■ DOCUMENT EXTRACT ■

=== Begin Enclosure ===

Pathology of multiple sclerosis mapped at molecular level
30 May 2019
30 May 2019
May 30, 2019 is World MS day. A day to raise awareness for multiple sclerosis, specifically for the search for solutions. About time for a conversation with Inge Huitinga, director of the Netherlands Brain Bank for MS and group leader at the Netherlands Institute for Neuroscience, about the progress in the research into multiple sclerosis and the search for therapies. “We think the solution can be found in the brain.”
At the beginning of this year, Inge Huitinga was appointed professor of neuroimmunology at the Swammerdam Institute for Life Sciences (SILS) at the University of Amsterdam. This chair is established by the Dutch MS research foundation and focuses on the immunological mechanisms in the brain, especially in multiple sclerosis (MS). MS is characterized by inflammations that lead to the breakdown of myelin, the insulating sheath of nerve cells in the brain. In some cases, the brain can repair the breakdown but it otherwise leads to the development of scar tissue. As a result, electrical stimuli are poorly guided by nerve cells, which can cause neurological problems, such as paralysis and problems with talking or thinking.
The inflammations that occur in MS can be divided into different phases. “In recent years, we have worked hard to map and analyze all those different stages of MS inflammations in order to investigate the changes between them”, Inge explains. And with result. The Netherlands Brain Bank for MS, part of the Netherlands Brain Bank, has a unique collection of brain tissue in which all these different phases of MS are carefully documented. “We have mapped the progression of MS at a molecular level and found interesting things.” For instance, brain tissue in the first stage of MS does not appear to contain any abnormalities, but research at the molecular level shows that a breakdown of myelin already occurs. “We need to understand what happens at that stage, because that is the beginning of MS. If we can stop that process, we can hopefully also stop MS”, says Inge.

=== End Enclosure ===

■ GIVEN ENTRIES ■
=== Begin Enclosure ===

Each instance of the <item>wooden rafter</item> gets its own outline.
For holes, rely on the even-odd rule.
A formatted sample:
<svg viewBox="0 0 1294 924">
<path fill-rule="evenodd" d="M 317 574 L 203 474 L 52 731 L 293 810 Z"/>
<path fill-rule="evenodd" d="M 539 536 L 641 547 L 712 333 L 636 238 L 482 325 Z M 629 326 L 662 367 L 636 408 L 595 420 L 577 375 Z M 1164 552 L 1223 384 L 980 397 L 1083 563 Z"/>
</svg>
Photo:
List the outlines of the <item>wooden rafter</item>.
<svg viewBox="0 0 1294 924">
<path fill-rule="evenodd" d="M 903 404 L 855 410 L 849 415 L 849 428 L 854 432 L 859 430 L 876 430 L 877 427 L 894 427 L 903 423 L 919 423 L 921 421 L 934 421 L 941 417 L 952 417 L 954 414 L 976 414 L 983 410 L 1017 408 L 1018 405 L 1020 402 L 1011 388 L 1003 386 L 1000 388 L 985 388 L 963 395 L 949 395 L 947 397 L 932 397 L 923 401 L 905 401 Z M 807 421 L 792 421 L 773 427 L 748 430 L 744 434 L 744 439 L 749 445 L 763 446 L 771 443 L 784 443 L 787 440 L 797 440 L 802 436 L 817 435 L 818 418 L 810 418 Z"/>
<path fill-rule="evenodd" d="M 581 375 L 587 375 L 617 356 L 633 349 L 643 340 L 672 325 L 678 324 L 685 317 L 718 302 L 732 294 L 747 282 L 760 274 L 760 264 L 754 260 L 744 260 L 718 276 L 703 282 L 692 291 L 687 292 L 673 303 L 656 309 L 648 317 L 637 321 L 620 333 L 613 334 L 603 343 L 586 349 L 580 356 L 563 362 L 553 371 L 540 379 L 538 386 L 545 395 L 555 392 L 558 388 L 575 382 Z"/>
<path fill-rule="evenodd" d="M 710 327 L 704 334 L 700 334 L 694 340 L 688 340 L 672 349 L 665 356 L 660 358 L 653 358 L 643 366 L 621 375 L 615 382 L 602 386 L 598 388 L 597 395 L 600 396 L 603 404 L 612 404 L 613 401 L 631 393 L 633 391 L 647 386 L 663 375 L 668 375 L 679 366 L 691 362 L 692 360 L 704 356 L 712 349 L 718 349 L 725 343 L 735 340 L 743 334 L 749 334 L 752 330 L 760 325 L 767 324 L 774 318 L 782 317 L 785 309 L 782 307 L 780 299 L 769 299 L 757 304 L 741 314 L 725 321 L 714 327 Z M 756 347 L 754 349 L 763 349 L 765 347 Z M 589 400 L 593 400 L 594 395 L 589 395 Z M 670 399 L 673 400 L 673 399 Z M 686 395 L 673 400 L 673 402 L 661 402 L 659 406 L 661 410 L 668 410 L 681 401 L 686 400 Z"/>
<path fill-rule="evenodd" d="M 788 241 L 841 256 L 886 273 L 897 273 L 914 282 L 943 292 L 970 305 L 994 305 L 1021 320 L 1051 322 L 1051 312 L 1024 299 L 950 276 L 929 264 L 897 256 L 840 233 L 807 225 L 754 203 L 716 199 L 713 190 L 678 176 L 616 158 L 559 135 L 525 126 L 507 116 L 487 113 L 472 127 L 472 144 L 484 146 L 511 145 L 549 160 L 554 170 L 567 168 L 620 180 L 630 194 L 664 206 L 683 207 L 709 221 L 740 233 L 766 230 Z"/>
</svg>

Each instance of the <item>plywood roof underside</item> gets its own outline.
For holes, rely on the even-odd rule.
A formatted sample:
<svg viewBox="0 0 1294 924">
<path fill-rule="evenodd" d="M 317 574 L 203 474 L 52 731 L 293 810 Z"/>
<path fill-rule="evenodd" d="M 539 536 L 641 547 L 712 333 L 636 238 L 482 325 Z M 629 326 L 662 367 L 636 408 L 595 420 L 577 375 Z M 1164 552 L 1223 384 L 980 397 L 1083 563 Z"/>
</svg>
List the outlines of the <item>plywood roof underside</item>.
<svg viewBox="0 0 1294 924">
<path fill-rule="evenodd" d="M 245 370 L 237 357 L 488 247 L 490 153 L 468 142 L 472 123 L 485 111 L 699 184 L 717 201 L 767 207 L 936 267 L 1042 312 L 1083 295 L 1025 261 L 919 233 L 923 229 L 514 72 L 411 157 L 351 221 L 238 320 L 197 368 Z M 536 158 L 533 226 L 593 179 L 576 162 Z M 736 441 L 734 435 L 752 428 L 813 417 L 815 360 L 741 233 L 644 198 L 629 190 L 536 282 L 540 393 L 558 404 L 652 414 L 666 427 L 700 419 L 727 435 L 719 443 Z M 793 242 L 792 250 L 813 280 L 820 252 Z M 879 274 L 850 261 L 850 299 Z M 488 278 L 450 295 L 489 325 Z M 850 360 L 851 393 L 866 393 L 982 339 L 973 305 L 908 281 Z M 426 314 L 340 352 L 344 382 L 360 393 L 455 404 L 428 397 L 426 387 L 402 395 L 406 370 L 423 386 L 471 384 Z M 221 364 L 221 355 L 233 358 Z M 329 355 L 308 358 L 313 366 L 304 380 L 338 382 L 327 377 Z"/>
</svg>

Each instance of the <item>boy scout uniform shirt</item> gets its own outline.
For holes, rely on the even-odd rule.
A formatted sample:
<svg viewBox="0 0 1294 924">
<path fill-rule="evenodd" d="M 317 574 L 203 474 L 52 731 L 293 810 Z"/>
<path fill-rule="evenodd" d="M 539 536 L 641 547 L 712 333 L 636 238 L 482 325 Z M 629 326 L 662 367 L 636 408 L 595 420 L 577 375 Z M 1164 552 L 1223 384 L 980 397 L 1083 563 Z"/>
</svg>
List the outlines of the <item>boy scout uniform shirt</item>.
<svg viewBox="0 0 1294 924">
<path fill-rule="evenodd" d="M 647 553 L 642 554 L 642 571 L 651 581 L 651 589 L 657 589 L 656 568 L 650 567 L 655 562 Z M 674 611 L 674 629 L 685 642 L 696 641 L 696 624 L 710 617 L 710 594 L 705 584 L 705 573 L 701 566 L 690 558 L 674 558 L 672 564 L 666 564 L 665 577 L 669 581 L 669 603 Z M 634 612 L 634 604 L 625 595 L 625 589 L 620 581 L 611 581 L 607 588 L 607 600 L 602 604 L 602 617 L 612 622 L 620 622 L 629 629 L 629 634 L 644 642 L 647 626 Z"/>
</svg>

=== End Enclosure ===

■ TASKS TO COMPLETE ■
(a) Please print the part of the article on multiple sclerosis pathology starting with "At the beginning" and going on through "talking or thinking.".
(b) Summarize the article on multiple sclerosis pathology in two sentences.
(c) Go on with the article on multiple sclerosis pathology from its final sentence.

■ RESPONSES FOR EACH TASK ■
(a)
At the beginning of this year, Inge Huitinga was appointed professor of neuroimmunology at the Swammerdam Institute for Life Sciences (SILS) at the University of Amsterdam. This chair is established by the Dutch MS research foundation and focuses on the immunological mechanisms in the brain, especially in multiple sclerosis (MS). MS is characterized by inflammations that lead to the breakdown of myelin, the insulating sheath of nerve cells in the brain. In some cases, the brain can repair the breakdown but it otherwise leads to the development of scar tissue. As a result, electrical stimuli are poorly guided by nerve cells, which can cause neurological problems, such as paralysis and problems with talking or thinking.

(b) Inge Huitinga directs the Netherlands Brain Bank for MS and was recently appointed professor of neuroimmunology at the University of Amsterdam. She discusses MS, in which inflammations break down the myelin sheath of nerve cells in the brain, and reports that her team has used the brain bank's documented tissue to map the disease's progression at the molecular level, finding that myelin breakdown already occurs in the first stage, a process they hope to stop.

(c)
The research group also examines the processes that underlie the expansion and recovery of MS inflammations in the hope of finding therapeutic targets. The amount of stress hormones in the brain for example appears to influence the progression of MS inflammations and growth factors appear to be involved in the recovery. “We are now investigating whether these stress hormones serve as protectors and the growth factors as repairers.” Furthermore, they investigate the possibility that a virus plays a role in the onset of MS, for which Inge’s group by chance found genetic indications.
The research group’s understanding of the exact processes underlying MS is rapidly advancing. In addition, Inge hopes to speed up the progress of MS research worldwide. “We are convinced that the solution for MS can be found in the brain. That is why we have made it our mission to make our unique collection of brain tissue from people with MS and our research results available for the scientific world.” This way, researchers worldwide can simultaneously work on solving their piece of the puzzle.